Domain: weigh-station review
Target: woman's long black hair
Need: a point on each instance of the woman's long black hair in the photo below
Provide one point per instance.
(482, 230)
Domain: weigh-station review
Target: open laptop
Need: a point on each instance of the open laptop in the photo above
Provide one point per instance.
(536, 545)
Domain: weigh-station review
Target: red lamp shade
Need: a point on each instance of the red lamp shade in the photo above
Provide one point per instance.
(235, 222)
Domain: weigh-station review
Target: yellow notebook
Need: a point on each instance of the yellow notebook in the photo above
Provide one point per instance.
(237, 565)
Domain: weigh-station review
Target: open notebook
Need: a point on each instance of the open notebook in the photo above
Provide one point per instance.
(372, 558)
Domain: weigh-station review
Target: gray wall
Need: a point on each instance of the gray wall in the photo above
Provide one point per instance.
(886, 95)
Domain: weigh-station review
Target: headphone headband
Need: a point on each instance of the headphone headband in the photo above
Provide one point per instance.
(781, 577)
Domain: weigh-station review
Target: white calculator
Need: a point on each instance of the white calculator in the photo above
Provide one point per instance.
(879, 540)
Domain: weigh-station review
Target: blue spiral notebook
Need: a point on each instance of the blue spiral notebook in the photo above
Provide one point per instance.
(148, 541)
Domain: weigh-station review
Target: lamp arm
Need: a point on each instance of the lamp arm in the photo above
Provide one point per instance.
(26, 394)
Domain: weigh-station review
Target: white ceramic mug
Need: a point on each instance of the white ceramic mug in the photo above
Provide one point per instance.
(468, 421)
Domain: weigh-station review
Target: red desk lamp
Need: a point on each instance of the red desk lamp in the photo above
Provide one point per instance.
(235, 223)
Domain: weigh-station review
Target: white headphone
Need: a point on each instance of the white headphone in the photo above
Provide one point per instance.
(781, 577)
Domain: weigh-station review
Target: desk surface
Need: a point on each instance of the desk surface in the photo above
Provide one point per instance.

^^^^^^^^^^^^^^^^

=== WHAT NEEDS TO BE DONE ===
The records above are to be copied in full, exactly as written.

=== THE SOLUTION ===
Domain: weigh-station review
Target: woman's long black hair
Need: a point on each instance of the woman's long black hair in the photo below
Provide one point per instance.
(482, 230)
Domain: weigh-station review
Target: open laptop
Need: a point on each instance of the open laptop in the photo above
Provide one point per instance.
(536, 545)
Domain: weigh-station review
Target: red lamp shade
Need: a point on each instance of the red lamp shade in the photo above
Provide one point per instance.
(235, 222)
Domain: weigh-station review
Target: yellow notebook
Need: a point on each instance of the yellow notebook in the photo above
Provide one point per instance.
(237, 565)
Domain: weigh-station review
Target: open notebook
Need: a point on each instance of the open notebook in the photo above
Provide one point per instance.
(372, 558)
Domain: weigh-station review
Target: gray wall
Need: a point on each instance of the gray wall in the photo above
Provide one point per instance.
(886, 95)
Domain: weigh-station review
Target: headphone headband
Need: a point on each instance of the headphone headband in the photo above
Provide one point per instance.
(781, 577)
Domain: weigh-station review
Target: white calculator
Need: a point on each instance of the white calculator in the photo above
Provide one point per instance.
(879, 540)
Domain: weigh-station review
Target: blue spiral notebook
Need: a point on each instance of the blue spiral notebook in the photo above
Provide one point per instance.
(148, 541)
Domain: weigh-station review
Target: lamp arm
Need: a point on each instance of the lamp arm in the photo above
Provide one point per instance.
(26, 394)
Domain: weigh-station review
Target: white ceramic mug
Need: a point on each instance of the white ceramic mug in the photo above
Provide one point per instance.
(468, 421)
Domain: weigh-station review
Target: red desk lamp
Need: a point on each instance of the red desk lamp in the photo above
Provide one point per instance.
(235, 223)
Domain: weigh-station review
Target: white headphone
Need: a point on each instance of the white headphone in the photo above
Provide one point per instance.
(781, 577)
Domain: weigh-station review
Target: desk surface
Need: a point on each instance of the desk surface in the photo above
Provide one point per instance.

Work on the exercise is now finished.